Report every line of the data below that contains the string "four", copying each one whole. Case counts.

### Available data
----------

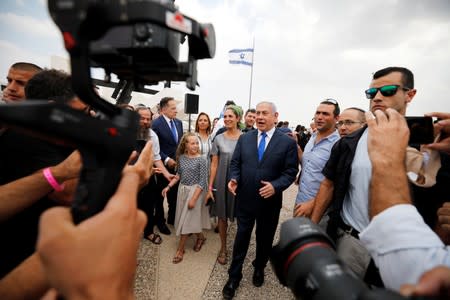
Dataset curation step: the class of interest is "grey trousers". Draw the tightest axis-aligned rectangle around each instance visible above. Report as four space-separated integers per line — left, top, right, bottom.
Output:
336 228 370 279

----------

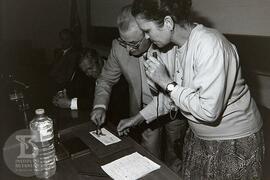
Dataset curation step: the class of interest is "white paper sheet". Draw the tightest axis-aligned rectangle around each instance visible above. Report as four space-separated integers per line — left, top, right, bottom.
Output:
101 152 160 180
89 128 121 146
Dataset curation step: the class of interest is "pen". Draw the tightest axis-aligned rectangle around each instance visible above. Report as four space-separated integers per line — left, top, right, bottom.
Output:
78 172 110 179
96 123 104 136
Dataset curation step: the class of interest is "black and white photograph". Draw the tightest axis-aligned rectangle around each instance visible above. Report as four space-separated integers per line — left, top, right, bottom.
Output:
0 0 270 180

----------

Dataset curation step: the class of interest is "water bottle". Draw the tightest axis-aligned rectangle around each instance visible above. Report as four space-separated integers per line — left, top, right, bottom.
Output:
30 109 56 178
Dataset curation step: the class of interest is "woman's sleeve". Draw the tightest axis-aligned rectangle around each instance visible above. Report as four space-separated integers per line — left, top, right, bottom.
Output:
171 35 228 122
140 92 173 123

----------

### Output below
Dataset curation step: the class of interest is "grey trousers". Draw the tightest axis-aligned rectangle around each instance visible above. Report as four space-separated integers per line — left, top, right, bottom.
Dataset curation step: the class of interest is "white paper sheet". Draw the tightest axis-aligned rectangle around each instance visible above. Report as four space-separated integers per line — left, top, right, bottom.
Dataset curation step: the class of interest is "pen". Draw the tightest axis-aligned rectangle around each instance visible above. Report as four space-separated integers per line — left, top, right, bottom.
Dataset curation step: the class of interest is "black and white photograph". Draw the tightest axis-aligned rectangle around each instance visible above. Report as four space-separated integers per line — left, top, right, bottom.
Dataset curation step: the class of interest is "water bottle". Draw the tightest axis-aligned rectangle around each instance visible above. Report as four space-separated integers per line — left, top, right, bottom.
Dataset curation step: the class of interest is "woman's sleeve". Draw the tightest axis-aligned rectangle around each instance visible above. Report as four space-separated integers per line — left, top, right, bottom.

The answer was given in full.